### ЗАДАНИЕ 1:
Сколько раз, согласно тексту об осуждении материализма и атеизма, атеизм упомянут в энциклике «Fides et ratio»?

==== ИСХОДНЫЙ ТЕКСТ

Осуждение материализма и атеизма в догматической конституции «Dei Filius» и в энциклике «Fides et ratio»
В примечании к первой главе первоначального проекта догматической конституции  «Dei Filius» издатель «Документов, иллюстрирующих Ватиканский собор 1870 года» доктор Иоганн Фридрих пишет, что отцы Собора не посчитали нужным углубляться в детали и лишь в целом определили материализм как «отрицание всякой реальности, кроме материи и ее изменений и развития» («negatio omnis realitatis praeter materiam et transformationes et explicationes materiales»), а пантеизм как учение, провозглашающее все существующее имеющим «единую сущность» (Ibid., p. 25). Осуждение материализма и пантеизма сохранилось и в окончательной редакции догматической конституции «Dei Filius» и в канонах к ней: «Если кто не постыдится утверждать, что кроме материи ничего не существует, да будет анафема» и «Если кто скажет, что единая у Бога и всех вещей субстанция и сущность, да будет анафема» (Ibid., p. 75). Эти анафемы не цитируются в энциклике «Fides et ratio»: в ней лишь было указано, что «из чтения священного текста (Библии. – И.Л.)... ясно вытекает отрицание всех видов релятивизма, материализма и пантеизма» (Fides et ratio, 80). Зато атеизм, упомянутый лишь один раз в окончательном тексте догматической конституции Dei Filius, в энциклике «Fides et ratio» упомянут 4 раза в разных контекстах.

========

### ЗАДАНИЕ 2:
Повторите без изменений строки из данных ниже: от строки с «Tag every instance of the bare» до строки с «(1113, 220)», включая обе.

==== ДАННЫЕ ДЛЯ ОБРАБОТКИ

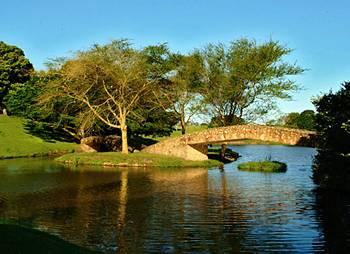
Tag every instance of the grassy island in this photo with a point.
(133, 160)
(263, 166)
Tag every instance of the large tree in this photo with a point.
(245, 79)
(331, 166)
(110, 81)
(14, 68)
(180, 78)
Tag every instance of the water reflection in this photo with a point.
(166, 211)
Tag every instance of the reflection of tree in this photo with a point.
(333, 205)
(334, 213)
(332, 170)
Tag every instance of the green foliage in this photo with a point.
(244, 79)
(152, 122)
(20, 101)
(331, 165)
(332, 119)
(305, 120)
(14, 68)
(263, 166)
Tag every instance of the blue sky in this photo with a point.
(318, 31)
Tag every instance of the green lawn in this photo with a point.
(133, 160)
(15, 141)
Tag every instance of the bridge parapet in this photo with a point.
(192, 146)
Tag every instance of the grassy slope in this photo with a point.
(133, 160)
(15, 141)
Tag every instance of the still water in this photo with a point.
(178, 210)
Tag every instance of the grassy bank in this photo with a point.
(263, 166)
(133, 160)
(15, 141)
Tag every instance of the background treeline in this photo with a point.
(133, 91)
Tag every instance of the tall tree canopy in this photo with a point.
(331, 166)
(244, 79)
(180, 78)
(110, 81)
(14, 68)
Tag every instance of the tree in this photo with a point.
(14, 68)
(180, 78)
(306, 120)
(331, 165)
(184, 91)
(332, 119)
(244, 79)
(109, 81)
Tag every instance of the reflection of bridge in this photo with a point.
(195, 146)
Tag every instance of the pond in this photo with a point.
(178, 210)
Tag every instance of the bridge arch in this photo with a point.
(195, 146)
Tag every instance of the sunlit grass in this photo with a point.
(264, 166)
(15, 141)
(133, 160)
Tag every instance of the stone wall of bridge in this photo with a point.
(194, 146)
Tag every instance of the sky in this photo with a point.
(318, 31)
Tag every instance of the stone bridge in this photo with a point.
(195, 146)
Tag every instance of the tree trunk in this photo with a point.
(223, 150)
(183, 126)
(124, 130)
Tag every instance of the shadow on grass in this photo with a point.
(46, 132)
(16, 239)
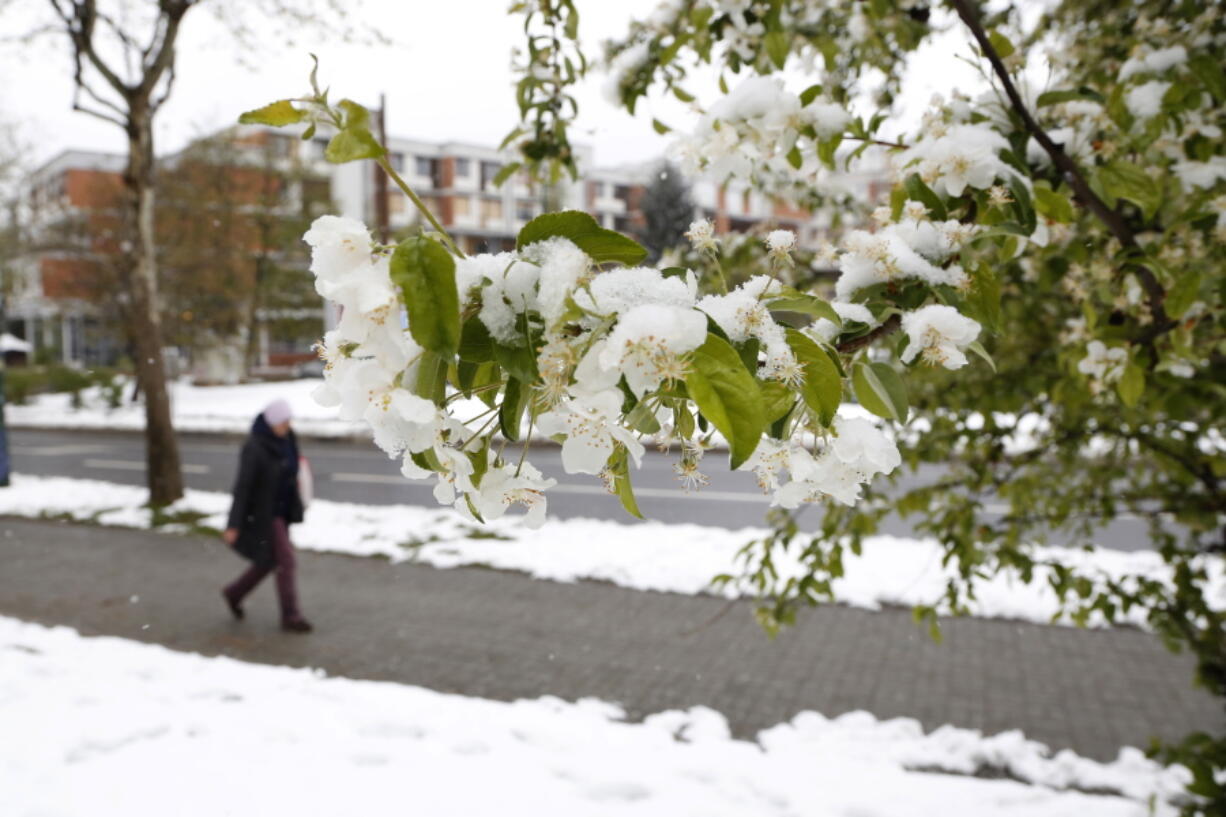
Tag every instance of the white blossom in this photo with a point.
(591, 427)
(649, 341)
(1145, 101)
(505, 486)
(1104, 363)
(938, 334)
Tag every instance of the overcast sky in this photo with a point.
(446, 77)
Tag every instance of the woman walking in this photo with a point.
(266, 502)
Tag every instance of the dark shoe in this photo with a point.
(236, 609)
(297, 625)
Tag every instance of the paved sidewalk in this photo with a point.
(494, 634)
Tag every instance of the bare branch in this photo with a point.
(99, 114)
(1115, 222)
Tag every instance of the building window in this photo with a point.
(488, 171)
(491, 209)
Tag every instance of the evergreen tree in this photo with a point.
(667, 211)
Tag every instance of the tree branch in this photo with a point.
(1111, 218)
(99, 114)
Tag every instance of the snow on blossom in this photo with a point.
(905, 250)
(1145, 101)
(563, 268)
(473, 271)
(742, 314)
(620, 68)
(1159, 61)
(861, 444)
(618, 291)
(1104, 363)
(828, 118)
(338, 245)
(780, 242)
(510, 292)
(591, 427)
(401, 421)
(938, 334)
(505, 486)
(701, 236)
(961, 156)
(647, 342)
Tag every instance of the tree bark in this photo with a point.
(145, 322)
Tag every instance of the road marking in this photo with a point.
(58, 450)
(133, 465)
(567, 487)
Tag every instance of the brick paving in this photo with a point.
(495, 634)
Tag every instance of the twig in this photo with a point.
(1113, 220)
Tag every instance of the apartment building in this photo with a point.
(58, 310)
(70, 214)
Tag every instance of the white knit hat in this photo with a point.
(277, 412)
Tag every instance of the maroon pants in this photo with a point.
(283, 564)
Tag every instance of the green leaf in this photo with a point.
(1124, 180)
(602, 245)
(1057, 97)
(823, 387)
(505, 172)
(777, 44)
(426, 274)
(977, 347)
(1132, 384)
(777, 399)
(1053, 205)
(806, 304)
(1184, 293)
(643, 418)
(1002, 44)
(880, 390)
(619, 466)
(985, 298)
(351, 145)
(432, 378)
(727, 396)
(510, 414)
(476, 345)
(519, 362)
(278, 114)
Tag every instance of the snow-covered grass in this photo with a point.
(652, 556)
(106, 726)
(195, 409)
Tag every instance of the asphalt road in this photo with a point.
(357, 471)
(504, 636)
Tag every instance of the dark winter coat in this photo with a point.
(266, 487)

========

### ПОЛНЫЙ ОТВЕТ 1:
Четыре раза.

### ПОЛНЫЙ ОТВЕТ 2:
Tag every instance of the bare branch in this photo with a point.
(99, 114)
(1115, 222)
Tag every instance of the building window in this photo with a point.
(488, 171)
(491, 209)
Tag every instance of the evergreen tree in this photo with a point.
(667, 211)
Tag every instance of the tree branch in this photo with a point.
(1111, 218)
(99, 114)
Tag every instance of the snow on blossom in this photo with a point.
(905, 250)
(1145, 101)
(563, 268)
(473, 271)
(742, 314)
(620, 68)
(1159, 61)
(861, 444)
(618, 291)
(1104, 363)
(828, 118)
(338, 245)
(780, 242)
(510, 292)
(591, 427)
(401, 421)
(938, 334)
(505, 486)
(701, 236)
(961, 156)
(647, 342)
Tag every instance of the tree bark in this photo with a point.
(145, 322)
Tag every instance of the road marking in this photo with a point.
(58, 450)
(133, 465)
(567, 487)
Tag every instance of the brick paving in this photo with a point.
(495, 634)
Tag every instance of the twig in this photo with a point.
(1113, 220)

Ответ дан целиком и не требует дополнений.